Give everything from the line containing "Annotation task — locate each instance of the stone" down to the end of the data below as a numbered list, skipping blank lines and leaving out the pictures.

◆ ◆ ◆ ◆

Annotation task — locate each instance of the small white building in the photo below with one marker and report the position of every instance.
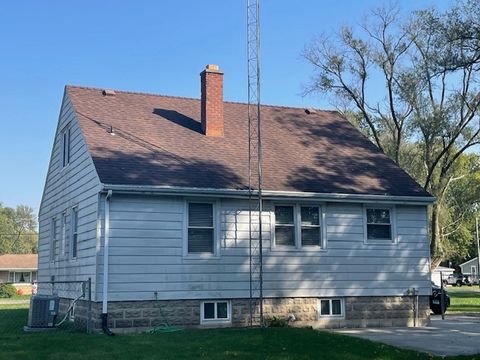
(441, 272)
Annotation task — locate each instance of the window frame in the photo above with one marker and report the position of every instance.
(297, 209)
(14, 277)
(330, 315)
(73, 232)
(215, 320)
(393, 225)
(66, 146)
(216, 229)
(294, 226)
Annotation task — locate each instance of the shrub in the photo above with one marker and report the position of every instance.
(7, 291)
(275, 322)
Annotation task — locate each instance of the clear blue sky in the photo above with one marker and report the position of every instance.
(148, 46)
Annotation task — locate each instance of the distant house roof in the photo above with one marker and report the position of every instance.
(19, 262)
(158, 142)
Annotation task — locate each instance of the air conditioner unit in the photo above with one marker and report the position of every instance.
(43, 311)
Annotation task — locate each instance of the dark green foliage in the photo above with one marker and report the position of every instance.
(410, 84)
(7, 291)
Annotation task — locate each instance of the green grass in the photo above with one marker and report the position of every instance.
(272, 343)
(465, 299)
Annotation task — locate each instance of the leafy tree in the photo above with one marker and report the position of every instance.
(427, 115)
(18, 230)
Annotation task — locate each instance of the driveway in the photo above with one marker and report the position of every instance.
(456, 335)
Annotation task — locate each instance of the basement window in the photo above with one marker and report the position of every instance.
(331, 308)
(213, 312)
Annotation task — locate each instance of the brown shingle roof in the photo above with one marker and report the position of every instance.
(18, 261)
(158, 141)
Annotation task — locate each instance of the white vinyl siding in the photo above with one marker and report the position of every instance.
(148, 240)
(74, 185)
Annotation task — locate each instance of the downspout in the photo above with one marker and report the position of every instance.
(105, 328)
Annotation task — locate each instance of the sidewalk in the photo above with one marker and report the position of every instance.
(456, 335)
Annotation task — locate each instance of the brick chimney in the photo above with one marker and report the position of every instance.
(212, 100)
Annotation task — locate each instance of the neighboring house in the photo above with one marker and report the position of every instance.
(161, 183)
(441, 272)
(470, 267)
(19, 270)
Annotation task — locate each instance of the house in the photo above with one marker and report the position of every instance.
(19, 270)
(470, 267)
(441, 272)
(147, 196)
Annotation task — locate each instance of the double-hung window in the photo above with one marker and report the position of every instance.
(53, 240)
(379, 224)
(310, 225)
(298, 226)
(21, 277)
(74, 225)
(201, 230)
(285, 225)
(66, 146)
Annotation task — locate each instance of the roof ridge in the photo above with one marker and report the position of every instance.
(191, 98)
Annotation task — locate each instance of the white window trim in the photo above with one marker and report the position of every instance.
(204, 321)
(70, 250)
(71, 313)
(331, 316)
(66, 130)
(216, 230)
(298, 228)
(393, 224)
(32, 280)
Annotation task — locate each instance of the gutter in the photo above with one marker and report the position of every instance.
(268, 194)
(105, 328)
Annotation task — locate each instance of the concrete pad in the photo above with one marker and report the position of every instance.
(456, 335)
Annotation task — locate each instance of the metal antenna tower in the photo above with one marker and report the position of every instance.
(254, 165)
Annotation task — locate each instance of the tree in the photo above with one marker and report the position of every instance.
(427, 115)
(18, 230)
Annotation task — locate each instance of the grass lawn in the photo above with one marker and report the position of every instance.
(272, 343)
(464, 299)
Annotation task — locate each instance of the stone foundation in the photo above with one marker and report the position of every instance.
(358, 312)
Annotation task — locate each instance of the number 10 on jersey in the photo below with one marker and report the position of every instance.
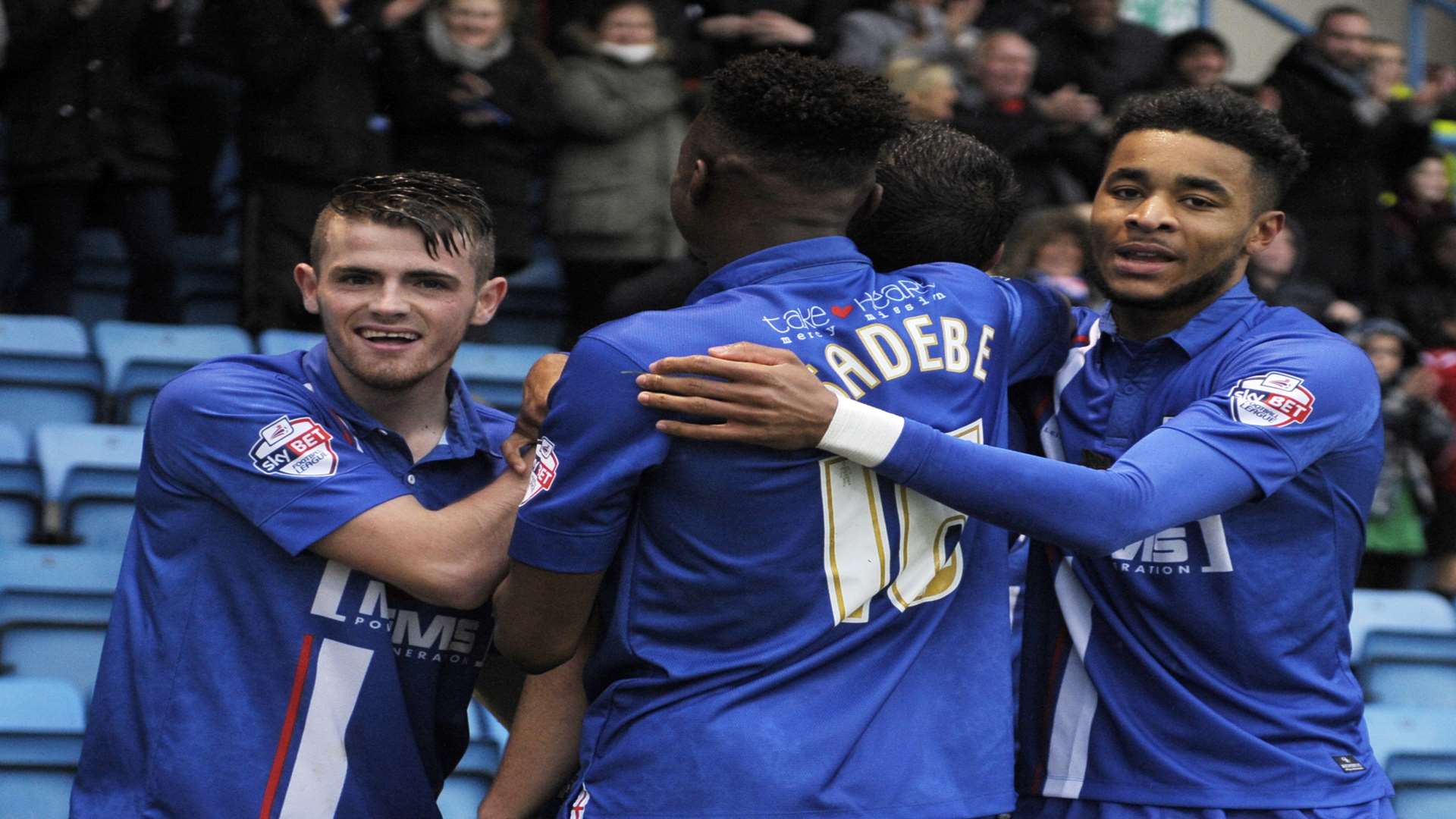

◆ ◆ ◆ ◆

*Written answer*.
1. Annotation task — locate each instance of the stone foundation in the photo above with one marker and report the position of every instance.
2. (358, 312)
3. Annotation task — locate each instance of the number 10 on jersey in the photo below with one marker and report the position of every instance.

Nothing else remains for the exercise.